**WHAT YOU SHOULD DO**: Reproduce the records below word for word, with every line unchanged and in the same order.

**DATA PROVIDED**:
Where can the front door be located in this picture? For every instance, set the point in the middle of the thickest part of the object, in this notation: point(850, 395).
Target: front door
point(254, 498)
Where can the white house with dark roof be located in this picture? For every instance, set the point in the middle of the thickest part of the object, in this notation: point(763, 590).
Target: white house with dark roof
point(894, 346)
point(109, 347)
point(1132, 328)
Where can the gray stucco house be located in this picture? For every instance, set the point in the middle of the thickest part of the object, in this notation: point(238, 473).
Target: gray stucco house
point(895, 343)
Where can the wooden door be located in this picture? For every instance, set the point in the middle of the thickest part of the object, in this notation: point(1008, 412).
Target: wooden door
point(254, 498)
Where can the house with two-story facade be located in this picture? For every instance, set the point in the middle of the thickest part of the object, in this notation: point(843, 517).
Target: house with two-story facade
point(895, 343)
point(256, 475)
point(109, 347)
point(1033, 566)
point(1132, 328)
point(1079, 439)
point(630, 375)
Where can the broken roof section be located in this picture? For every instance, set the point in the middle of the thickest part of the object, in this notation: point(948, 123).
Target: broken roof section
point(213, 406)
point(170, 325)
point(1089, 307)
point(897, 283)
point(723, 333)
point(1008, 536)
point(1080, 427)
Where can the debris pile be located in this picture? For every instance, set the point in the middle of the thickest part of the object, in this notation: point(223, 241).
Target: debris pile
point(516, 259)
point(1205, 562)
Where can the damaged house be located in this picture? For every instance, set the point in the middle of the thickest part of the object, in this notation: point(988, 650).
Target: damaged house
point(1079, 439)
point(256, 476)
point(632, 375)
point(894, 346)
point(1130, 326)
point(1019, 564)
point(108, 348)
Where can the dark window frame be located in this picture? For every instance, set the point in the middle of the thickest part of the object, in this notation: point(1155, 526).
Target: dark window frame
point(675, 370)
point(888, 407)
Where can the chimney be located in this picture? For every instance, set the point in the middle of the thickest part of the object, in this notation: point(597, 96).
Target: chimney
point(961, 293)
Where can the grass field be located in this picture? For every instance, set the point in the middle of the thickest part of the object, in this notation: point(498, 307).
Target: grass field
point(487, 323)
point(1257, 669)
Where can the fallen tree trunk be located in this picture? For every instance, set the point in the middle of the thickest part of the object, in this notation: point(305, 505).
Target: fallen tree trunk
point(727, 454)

**SOLUTION**:
Where can the front door be located in this picture? For every instance, set the point in the middle of the thickest part of the object, in this notation: point(850, 395).
Target: front door
point(254, 498)
Where can the white house with dark roof be located in this picture? For every instance, set the point in the middle of the thickest part of the object, in this notation: point(763, 590).
Target: white house with dark roof
point(894, 346)
point(109, 347)
point(1132, 328)
Where can the gray stucco house be located in this picture? For every instance, set the point in the middle of the thickest part of the object, in this notation: point(238, 473).
Target: gray stucco house
point(895, 343)
Where can the wooden door be located in this picture? For every instance, set the point in the middle of the thickest part of the object, in this notation: point(1008, 412).
Target: wooden door
point(254, 498)
Where can the house with two-story facade be located in this picture? For every instance, set the point in the middle of the thickest part of the object, in this notation: point(843, 517).
Target: house with two-story facade
point(895, 343)
point(256, 475)
point(109, 347)
point(1033, 566)
point(1132, 328)
point(1079, 439)
point(630, 375)
Where can the broken roof section be located in this picture? For every instance, set the point in the middle of the thickest part of the object, in this notation: point(948, 123).
Target: broken roof section
point(213, 406)
point(170, 325)
point(1089, 307)
point(897, 283)
point(723, 333)
point(1008, 536)
point(1080, 427)
Where can the debris pile be located in this picture? For every instance, set the point in the middle of the thickest part of the object, in this notation: point(223, 241).
Target: debris pile
point(516, 259)
point(1205, 562)
Where can the damaged house be located in this picture? For every instance, set the point in the middle of the thickest part of the object, in this notation: point(988, 650).
Target: damaged house
point(1079, 439)
point(256, 476)
point(632, 375)
point(894, 346)
point(1130, 326)
point(1019, 564)
point(108, 348)
Where can the dark window frame be located in this picture? For every instance, set the point in the middle of the thickest part of the object, in this notation: point(1155, 526).
Target: dark window frame
point(675, 370)
point(888, 407)
Where can the chimney be located in this picture? For every instance, set the point in the middle of the thickest part of the object, in this notation: point(597, 96).
Target: chimney
point(961, 293)
Where can the grass field be located in this picture? For every instance, set the point in the middle of the thickest part of the object, in this notation: point(498, 307).
Target: grass field
point(487, 323)
point(1257, 669)
Where can the fallen tree trunk be located in this picture? For every instance, set the point in the middle of the thickest part of the object, in this notation: point(305, 505).
Target: fallen tree trunk
point(727, 454)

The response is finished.